### SELECTED TEXT
Corvette Racing Takes Fourth-In-Class At Le Mans 201816
Corvette Racing wasn’t able to pull off the ninth GTE-Pro class win at Le Mans that it was looking for, but the fourth-place result of the No. 63 Corvette C7.R – driven by Jan Magnussen, Antonio García, and Mike Rockenfeller – will have to do. The car actually finished fifth in the GTE-Pro class, but the fourth-place No. 67 Ford GT was bumped down to twelfth after the race as the team violated a rule requiring that each of a car’s drivers put in at least six hours behind the wheel.
The podium at this year’s 24 Hours of Le Mans was populated by the No. 92 and 91 Porsche 911 RSRs in first and second, respectively, and the No. 68 Ford GT in third. Porsche switched from a rear- to a mid-engine layout in the RSR after 2016, giving the race car better cornering agility and grip.

### RECORDS FOR PROCESSING

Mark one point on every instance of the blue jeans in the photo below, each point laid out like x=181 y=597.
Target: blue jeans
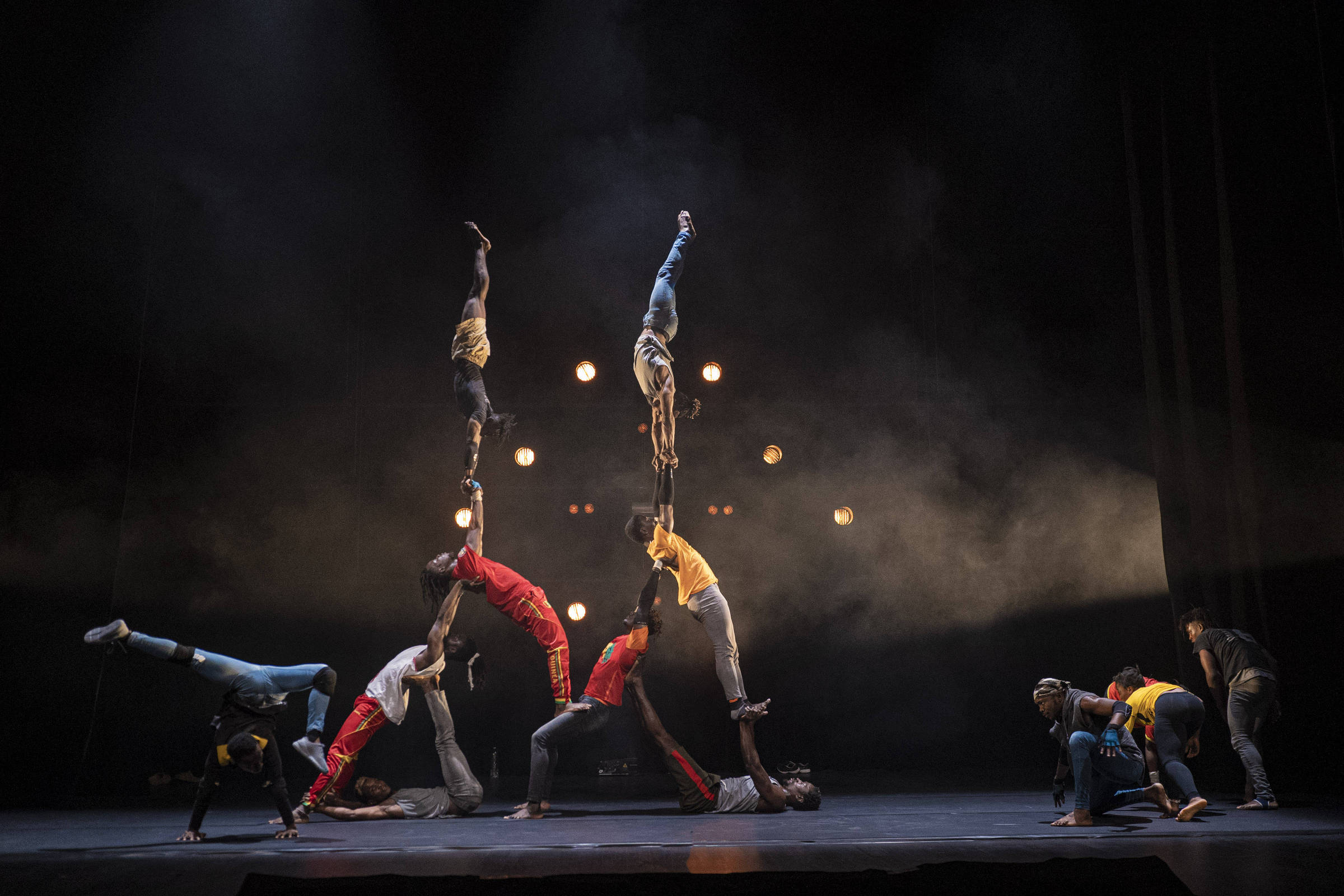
* * *
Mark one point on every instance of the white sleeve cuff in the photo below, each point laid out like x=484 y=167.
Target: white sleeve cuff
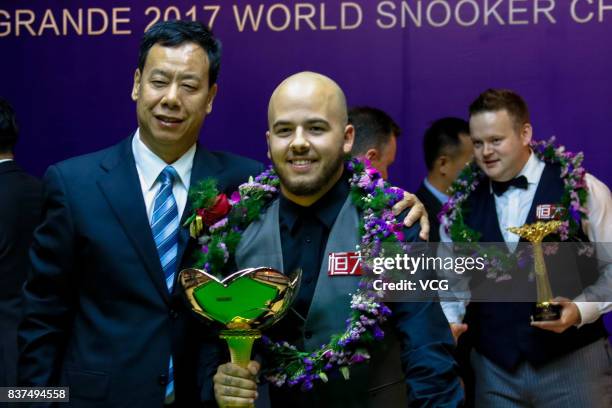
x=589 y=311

### REQUIREMENT 1
Answer these questions using the article on Corvette Racing at Le Mans:
(a) Who drove the No. 63 Corvette C7.R?
(b) What rule did the team of the No. 67 Ford GT violate?
(c) Which car took third place on the podium?
### REQUIREMENT 2
Copy out everything in the records from the line containing "Mark one point on every instance of the white" down to the line containing "x=589 y=311", including both of those lines, but leave out the pictures.

### EXPECTED OUTPUT 1
(a) Jan Magnussen, Antonio García, and Mike Rockenfeller.
(b) The rule requiring each of a car's drivers to put in at least six hours behind the wheel.
(c) The No. 68 Ford GT.

### EXPECTED OUTPUT 2
Mark one point on every instance of the white sleeve cuff in the photo below, each point laid out like x=484 y=167.
Target: white sleeve cuff
x=589 y=311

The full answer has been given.